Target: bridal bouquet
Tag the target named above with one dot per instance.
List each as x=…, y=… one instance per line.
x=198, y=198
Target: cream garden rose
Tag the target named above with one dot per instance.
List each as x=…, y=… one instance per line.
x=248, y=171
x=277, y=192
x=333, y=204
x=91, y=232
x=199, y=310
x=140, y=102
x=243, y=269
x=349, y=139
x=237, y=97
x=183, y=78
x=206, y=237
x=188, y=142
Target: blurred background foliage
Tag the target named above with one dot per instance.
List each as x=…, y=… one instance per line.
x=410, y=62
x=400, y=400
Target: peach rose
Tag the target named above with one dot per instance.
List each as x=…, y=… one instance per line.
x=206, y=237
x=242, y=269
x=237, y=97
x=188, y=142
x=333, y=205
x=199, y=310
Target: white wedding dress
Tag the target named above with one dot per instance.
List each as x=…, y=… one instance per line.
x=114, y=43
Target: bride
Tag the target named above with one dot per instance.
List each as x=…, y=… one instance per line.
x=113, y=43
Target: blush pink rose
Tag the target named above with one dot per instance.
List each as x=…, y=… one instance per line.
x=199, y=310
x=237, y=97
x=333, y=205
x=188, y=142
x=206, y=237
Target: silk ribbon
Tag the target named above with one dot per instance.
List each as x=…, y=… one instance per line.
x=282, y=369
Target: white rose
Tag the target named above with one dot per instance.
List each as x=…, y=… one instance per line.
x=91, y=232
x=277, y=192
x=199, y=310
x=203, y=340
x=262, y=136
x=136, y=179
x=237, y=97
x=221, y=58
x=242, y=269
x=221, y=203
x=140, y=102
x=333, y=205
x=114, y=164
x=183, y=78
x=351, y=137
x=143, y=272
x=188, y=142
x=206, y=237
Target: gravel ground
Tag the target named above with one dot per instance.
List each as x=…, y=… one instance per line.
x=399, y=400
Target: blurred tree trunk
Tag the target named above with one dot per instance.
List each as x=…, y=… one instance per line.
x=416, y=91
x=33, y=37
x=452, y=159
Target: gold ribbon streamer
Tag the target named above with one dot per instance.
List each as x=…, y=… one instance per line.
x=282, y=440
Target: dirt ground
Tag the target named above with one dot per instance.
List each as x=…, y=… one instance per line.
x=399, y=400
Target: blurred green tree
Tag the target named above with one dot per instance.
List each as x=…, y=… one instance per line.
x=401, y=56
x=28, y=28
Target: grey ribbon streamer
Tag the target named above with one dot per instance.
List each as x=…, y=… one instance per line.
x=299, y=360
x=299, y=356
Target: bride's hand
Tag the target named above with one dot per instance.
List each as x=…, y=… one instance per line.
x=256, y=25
━━━
**Your assignment:**
Within the entries above, find each line where "ribbon" appears; copy every one.

**Exercise solution:**
Target: silk ribbon
Target: gold ribbon streamer
Target: grey ribbon streamer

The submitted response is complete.